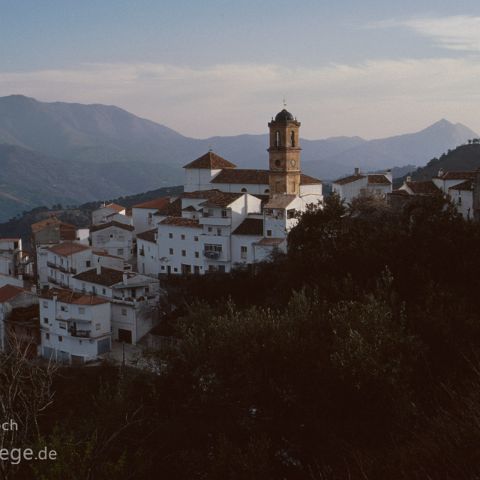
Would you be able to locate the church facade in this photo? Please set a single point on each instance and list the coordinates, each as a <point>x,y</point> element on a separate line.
<point>228,216</point>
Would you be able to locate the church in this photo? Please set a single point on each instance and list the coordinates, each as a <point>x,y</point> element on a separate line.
<point>227,216</point>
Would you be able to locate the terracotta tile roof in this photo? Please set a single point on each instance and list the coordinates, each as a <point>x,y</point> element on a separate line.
<point>426,187</point>
<point>270,242</point>
<point>210,161</point>
<point>68,296</point>
<point>105,254</point>
<point>103,226</point>
<point>173,209</point>
<point>221,199</point>
<point>250,226</point>
<point>280,201</point>
<point>308,180</point>
<point>8,292</point>
<point>181,222</point>
<point>48,222</point>
<point>378,179</point>
<point>107,277</point>
<point>154,204</point>
<point>465,175</point>
<point>349,179</point>
<point>468,185</point>
<point>114,206</point>
<point>68,248</point>
<point>149,235</point>
<point>244,175</point>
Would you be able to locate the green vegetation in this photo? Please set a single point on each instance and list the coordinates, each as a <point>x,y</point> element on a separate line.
<point>352,356</point>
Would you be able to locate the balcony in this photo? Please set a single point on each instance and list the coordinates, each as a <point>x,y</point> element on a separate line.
<point>212,254</point>
<point>75,332</point>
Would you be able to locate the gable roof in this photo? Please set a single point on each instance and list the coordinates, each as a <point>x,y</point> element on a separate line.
<point>7,292</point>
<point>103,226</point>
<point>67,248</point>
<point>426,187</point>
<point>181,222</point>
<point>349,179</point>
<point>210,161</point>
<point>154,204</point>
<point>107,276</point>
<point>250,226</point>
<point>467,185</point>
<point>378,179</point>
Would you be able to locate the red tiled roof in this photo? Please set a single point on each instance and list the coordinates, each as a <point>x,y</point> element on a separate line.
<point>181,222</point>
<point>107,277</point>
<point>67,296</point>
<point>8,292</point>
<point>210,161</point>
<point>250,226</point>
<point>148,236</point>
<point>154,204</point>
<point>468,185</point>
<point>465,175</point>
<point>67,248</point>
<point>349,179</point>
<point>426,187</point>
<point>270,241</point>
<point>378,179</point>
<point>103,226</point>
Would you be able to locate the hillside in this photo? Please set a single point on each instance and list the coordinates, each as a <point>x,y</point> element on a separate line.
<point>465,157</point>
<point>71,153</point>
<point>79,216</point>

----------

Problem details:
None of the pictures should be carried over when the data above is transcribed exactly.

Solved problem:
Would you be able to locate the church facade in this photo? Please set a single point on each instance and list the coordinates, each as a <point>x,y</point> element on a separate line.
<point>228,216</point>
Would you be able to locate the church in this photo? Please set a single point on each instance and list the coordinates, each as a <point>x,y</point> element on a separate line.
<point>227,216</point>
Would you be able to locate the terracotta tile roof in this photo? Please set a single point on each instance and list the coordinates, each as a <point>x,y</point> element on a separate line.
<point>426,187</point>
<point>270,242</point>
<point>210,161</point>
<point>68,296</point>
<point>105,254</point>
<point>103,226</point>
<point>173,209</point>
<point>221,199</point>
<point>250,226</point>
<point>280,201</point>
<point>308,180</point>
<point>8,292</point>
<point>181,222</point>
<point>48,222</point>
<point>378,179</point>
<point>107,277</point>
<point>154,204</point>
<point>465,175</point>
<point>349,179</point>
<point>468,185</point>
<point>114,206</point>
<point>68,248</point>
<point>149,235</point>
<point>244,175</point>
Would you be able to locate the green vegetation in this photo? Please set a single point on each instance and list the coordinates, each as a <point>x,y</point> element on a separate line.
<point>352,356</point>
Would you be able to locate the balcony in this photo? Please set a single point on each instance and list the coordinates, each as a <point>x,y</point> element on a separate line.
<point>212,254</point>
<point>75,332</point>
Would you be able to locate the gable roof in this photo? Please set a single point on each instance and list the coordinates, each as a <point>x,y</point> element on a separate line.
<point>7,292</point>
<point>103,226</point>
<point>67,248</point>
<point>426,187</point>
<point>181,222</point>
<point>349,179</point>
<point>210,161</point>
<point>154,204</point>
<point>107,276</point>
<point>250,226</point>
<point>467,185</point>
<point>378,179</point>
Would you be able to locate the red tiled roof in this photo? Please set a single point on each instance and list the coordinates, each as a <point>x,y</point> element on a separate line.
<point>181,222</point>
<point>107,277</point>
<point>67,296</point>
<point>8,292</point>
<point>210,161</point>
<point>250,226</point>
<point>148,236</point>
<point>154,204</point>
<point>468,185</point>
<point>465,175</point>
<point>67,248</point>
<point>349,179</point>
<point>426,187</point>
<point>270,241</point>
<point>378,179</point>
<point>103,226</point>
Would you be able to locate the hillside in this photo? Please set a single point on each instance and list the coordinates, each as a <point>x,y</point> element on a separate line.
<point>465,157</point>
<point>71,153</point>
<point>79,216</point>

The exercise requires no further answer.